--- START ---
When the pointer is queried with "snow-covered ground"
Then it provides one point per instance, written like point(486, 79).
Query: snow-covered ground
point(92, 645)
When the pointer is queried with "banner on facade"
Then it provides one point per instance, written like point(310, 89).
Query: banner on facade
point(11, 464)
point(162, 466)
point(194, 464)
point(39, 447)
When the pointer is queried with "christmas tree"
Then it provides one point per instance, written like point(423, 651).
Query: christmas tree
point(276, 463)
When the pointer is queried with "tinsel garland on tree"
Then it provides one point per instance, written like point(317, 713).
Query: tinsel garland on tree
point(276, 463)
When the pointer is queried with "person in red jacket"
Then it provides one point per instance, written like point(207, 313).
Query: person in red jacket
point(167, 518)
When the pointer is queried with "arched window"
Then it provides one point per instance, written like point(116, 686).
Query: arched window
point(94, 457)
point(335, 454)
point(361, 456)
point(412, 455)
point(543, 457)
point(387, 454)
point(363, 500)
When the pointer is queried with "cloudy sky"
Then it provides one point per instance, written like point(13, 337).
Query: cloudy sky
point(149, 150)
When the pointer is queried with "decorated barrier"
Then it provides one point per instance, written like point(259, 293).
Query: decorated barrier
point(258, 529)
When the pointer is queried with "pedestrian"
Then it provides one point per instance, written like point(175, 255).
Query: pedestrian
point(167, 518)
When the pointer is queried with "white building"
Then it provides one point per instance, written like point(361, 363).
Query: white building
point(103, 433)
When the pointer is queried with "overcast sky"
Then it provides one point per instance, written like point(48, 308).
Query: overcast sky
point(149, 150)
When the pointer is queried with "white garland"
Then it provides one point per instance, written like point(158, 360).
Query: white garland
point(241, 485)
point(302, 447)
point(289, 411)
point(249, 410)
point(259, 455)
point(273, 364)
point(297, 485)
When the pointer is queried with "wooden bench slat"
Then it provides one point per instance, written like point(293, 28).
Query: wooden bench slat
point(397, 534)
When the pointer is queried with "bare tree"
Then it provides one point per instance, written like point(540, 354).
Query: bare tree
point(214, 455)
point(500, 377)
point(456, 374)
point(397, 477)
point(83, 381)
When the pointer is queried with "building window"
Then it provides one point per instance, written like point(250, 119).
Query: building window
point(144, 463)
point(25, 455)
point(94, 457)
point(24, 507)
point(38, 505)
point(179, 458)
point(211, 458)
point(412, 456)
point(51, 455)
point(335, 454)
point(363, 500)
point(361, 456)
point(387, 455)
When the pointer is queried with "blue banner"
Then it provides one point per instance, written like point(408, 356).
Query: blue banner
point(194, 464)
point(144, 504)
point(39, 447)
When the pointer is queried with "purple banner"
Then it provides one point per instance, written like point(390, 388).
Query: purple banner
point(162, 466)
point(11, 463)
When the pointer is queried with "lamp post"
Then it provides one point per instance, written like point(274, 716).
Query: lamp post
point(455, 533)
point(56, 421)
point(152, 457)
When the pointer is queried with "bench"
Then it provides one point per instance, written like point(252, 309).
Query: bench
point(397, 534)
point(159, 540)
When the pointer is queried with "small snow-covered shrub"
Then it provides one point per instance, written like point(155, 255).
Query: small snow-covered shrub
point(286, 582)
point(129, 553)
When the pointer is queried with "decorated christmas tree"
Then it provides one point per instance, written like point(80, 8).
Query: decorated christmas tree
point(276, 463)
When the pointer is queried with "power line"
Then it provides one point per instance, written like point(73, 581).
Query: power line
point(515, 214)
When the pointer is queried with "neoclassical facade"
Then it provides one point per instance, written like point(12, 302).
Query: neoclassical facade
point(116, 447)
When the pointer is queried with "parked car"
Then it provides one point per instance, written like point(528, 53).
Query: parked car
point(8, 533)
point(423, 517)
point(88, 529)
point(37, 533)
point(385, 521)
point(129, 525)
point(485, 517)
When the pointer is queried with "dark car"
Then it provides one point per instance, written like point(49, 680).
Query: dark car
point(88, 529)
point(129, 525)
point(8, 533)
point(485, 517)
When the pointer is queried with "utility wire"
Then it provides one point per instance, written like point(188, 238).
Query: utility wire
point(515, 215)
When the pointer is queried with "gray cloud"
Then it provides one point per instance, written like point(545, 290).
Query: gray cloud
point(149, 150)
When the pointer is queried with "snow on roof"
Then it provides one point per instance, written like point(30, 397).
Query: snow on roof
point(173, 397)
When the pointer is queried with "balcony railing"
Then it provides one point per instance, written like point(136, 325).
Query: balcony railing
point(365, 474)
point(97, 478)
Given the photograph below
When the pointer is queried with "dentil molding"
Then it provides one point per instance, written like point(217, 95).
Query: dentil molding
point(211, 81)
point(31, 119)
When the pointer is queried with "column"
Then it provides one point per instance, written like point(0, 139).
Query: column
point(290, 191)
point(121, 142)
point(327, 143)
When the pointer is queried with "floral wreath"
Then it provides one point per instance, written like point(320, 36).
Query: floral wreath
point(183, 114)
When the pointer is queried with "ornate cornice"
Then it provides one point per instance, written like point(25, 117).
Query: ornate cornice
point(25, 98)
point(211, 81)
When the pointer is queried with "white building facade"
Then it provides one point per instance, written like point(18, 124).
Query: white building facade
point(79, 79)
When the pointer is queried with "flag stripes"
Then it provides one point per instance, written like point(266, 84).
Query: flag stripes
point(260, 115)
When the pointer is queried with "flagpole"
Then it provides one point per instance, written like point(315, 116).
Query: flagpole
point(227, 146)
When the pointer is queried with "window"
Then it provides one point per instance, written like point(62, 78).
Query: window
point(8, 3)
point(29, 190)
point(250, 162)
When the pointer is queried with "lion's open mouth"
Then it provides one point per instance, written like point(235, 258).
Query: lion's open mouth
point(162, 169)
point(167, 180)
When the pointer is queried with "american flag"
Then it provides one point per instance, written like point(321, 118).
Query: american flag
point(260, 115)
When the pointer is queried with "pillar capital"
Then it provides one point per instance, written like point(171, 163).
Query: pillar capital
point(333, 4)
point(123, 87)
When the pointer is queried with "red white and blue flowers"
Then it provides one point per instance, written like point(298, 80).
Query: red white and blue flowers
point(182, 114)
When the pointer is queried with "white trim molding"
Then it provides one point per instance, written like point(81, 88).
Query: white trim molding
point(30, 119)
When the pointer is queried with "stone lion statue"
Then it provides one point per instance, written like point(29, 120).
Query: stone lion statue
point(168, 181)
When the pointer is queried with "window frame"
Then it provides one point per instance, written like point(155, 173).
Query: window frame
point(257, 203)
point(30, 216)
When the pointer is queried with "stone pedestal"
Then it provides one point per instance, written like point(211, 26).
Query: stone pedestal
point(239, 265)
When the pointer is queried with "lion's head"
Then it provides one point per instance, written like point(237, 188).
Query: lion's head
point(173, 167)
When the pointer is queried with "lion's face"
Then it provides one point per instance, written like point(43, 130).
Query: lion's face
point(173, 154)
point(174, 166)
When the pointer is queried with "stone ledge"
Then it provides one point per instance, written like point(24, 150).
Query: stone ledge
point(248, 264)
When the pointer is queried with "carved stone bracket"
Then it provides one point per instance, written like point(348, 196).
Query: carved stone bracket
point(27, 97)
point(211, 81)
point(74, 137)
--- END ---
--- START ---
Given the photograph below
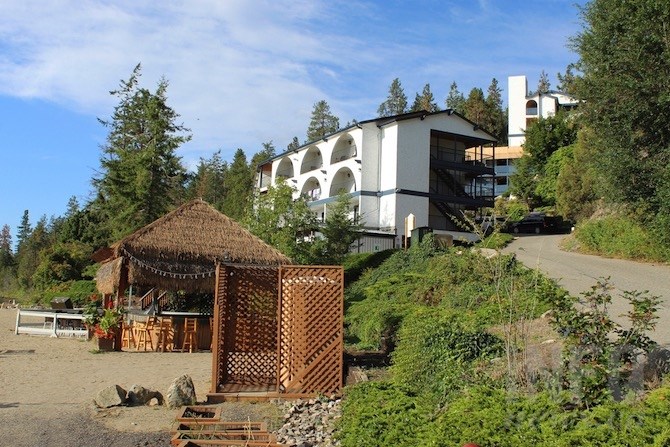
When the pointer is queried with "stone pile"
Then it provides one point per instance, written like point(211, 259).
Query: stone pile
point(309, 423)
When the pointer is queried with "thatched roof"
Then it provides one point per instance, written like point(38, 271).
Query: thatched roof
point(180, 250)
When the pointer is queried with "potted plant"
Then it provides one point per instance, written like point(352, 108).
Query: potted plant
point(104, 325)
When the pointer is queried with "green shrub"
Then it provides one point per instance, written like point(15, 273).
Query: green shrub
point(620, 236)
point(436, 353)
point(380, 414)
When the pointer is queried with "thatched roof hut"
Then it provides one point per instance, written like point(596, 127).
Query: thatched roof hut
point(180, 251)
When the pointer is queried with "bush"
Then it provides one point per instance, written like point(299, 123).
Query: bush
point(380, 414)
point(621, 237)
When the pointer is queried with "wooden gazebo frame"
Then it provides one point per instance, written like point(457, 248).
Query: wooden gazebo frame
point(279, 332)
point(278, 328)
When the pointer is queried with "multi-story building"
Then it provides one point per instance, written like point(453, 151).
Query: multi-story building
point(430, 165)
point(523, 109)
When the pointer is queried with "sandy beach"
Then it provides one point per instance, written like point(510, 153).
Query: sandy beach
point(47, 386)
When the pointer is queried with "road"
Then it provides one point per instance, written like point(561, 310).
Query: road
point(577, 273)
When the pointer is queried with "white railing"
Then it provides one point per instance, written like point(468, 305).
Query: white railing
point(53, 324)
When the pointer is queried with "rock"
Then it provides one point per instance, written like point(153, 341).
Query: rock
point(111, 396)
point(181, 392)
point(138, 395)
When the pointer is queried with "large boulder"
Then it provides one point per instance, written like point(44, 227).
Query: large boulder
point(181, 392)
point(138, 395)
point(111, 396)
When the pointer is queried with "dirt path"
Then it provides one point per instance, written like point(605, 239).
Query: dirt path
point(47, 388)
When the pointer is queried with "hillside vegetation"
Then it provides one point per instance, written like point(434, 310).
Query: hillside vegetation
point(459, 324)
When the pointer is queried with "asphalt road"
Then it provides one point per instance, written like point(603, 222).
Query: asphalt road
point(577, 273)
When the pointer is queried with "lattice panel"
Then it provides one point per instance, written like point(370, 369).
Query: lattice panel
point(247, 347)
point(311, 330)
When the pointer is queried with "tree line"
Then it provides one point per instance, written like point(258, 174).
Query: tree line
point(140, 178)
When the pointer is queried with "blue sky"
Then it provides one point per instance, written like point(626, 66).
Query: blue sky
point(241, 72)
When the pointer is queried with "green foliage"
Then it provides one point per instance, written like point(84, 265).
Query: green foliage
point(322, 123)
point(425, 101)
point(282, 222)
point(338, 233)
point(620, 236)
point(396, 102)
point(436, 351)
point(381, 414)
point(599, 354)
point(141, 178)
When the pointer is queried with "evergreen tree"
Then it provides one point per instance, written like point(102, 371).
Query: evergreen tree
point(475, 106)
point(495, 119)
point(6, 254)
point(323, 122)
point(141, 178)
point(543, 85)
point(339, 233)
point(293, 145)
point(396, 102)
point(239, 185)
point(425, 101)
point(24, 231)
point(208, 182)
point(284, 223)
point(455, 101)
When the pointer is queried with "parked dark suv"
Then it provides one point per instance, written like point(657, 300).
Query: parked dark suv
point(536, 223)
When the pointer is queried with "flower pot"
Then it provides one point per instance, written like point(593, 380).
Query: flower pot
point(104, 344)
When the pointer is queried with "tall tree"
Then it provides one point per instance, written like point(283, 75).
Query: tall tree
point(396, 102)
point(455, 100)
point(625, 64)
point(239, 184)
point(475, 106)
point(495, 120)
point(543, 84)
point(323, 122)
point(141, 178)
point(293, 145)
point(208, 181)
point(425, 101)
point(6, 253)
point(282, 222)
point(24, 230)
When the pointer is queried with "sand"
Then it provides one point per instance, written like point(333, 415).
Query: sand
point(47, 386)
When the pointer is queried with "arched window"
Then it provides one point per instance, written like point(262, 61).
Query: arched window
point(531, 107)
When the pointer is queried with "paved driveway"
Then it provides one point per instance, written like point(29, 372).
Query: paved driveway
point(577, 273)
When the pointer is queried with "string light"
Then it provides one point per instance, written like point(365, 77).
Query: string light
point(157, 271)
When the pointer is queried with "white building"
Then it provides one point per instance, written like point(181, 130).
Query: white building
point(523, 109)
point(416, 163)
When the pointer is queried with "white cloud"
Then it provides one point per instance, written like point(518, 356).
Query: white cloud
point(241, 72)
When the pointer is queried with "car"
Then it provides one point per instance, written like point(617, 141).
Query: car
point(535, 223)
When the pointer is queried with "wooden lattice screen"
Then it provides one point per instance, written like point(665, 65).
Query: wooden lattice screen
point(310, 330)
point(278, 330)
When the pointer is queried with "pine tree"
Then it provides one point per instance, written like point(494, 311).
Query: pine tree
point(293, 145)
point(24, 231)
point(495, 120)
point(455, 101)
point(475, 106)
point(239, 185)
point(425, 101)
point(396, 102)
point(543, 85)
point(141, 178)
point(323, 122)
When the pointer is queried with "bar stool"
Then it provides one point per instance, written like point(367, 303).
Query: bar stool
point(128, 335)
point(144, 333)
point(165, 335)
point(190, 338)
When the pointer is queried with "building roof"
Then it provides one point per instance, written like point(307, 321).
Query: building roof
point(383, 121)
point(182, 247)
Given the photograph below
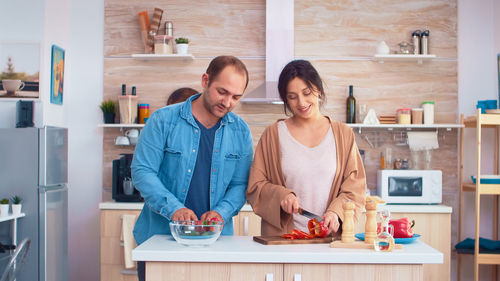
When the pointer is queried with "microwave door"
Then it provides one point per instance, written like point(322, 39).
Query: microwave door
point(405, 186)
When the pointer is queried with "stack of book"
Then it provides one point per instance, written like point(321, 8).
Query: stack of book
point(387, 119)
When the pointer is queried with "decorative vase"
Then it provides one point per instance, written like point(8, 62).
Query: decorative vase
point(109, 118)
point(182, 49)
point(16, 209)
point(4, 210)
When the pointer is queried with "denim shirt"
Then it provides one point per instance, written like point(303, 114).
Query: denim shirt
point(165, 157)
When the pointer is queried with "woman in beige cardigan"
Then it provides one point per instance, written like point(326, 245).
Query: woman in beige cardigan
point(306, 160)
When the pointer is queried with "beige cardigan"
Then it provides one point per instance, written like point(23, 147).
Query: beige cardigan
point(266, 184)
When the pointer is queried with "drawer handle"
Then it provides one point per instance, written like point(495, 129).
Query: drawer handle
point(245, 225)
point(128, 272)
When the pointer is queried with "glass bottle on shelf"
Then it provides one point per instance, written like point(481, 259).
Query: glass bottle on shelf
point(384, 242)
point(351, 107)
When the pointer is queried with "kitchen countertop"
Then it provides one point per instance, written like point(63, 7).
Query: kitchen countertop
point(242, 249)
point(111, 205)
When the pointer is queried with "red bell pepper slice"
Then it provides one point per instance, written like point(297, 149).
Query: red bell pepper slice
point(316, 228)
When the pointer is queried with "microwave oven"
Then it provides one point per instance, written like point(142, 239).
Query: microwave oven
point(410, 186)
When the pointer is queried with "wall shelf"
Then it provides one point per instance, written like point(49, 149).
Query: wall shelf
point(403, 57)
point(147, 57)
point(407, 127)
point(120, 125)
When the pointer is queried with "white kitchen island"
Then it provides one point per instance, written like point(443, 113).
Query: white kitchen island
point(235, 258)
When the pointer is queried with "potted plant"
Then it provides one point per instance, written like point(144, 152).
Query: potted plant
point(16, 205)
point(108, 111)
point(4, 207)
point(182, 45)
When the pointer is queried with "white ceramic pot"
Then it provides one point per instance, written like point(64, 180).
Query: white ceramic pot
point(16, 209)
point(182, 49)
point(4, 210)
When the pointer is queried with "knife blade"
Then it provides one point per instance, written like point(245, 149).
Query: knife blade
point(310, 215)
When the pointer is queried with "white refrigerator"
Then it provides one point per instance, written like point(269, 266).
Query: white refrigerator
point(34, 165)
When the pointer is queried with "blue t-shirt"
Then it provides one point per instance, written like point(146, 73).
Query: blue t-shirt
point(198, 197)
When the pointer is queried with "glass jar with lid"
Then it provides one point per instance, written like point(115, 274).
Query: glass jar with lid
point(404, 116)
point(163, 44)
--- END ---
Goal of the exercise - Using the entries shown above, reproduce verbatim the lines from the line bearing "Query: lattice panel" to the line bearing "like point(84, 265).", inclusive.

Written solution -
Query: lattice panel
point(247, 347)
point(311, 330)
When the pointer is queried with "tree line"
Then it provides one point per instance, written like point(258, 174).
Query: tree line
point(140, 178)
When the pointer is queried with "blue sky"
Then it provides one point per instance, written like point(626, 66).
Query: blue sky
point(241, 72)
When the pointer is queried with "green foliage"
Then it provides one point per instance, written like point(84, 265).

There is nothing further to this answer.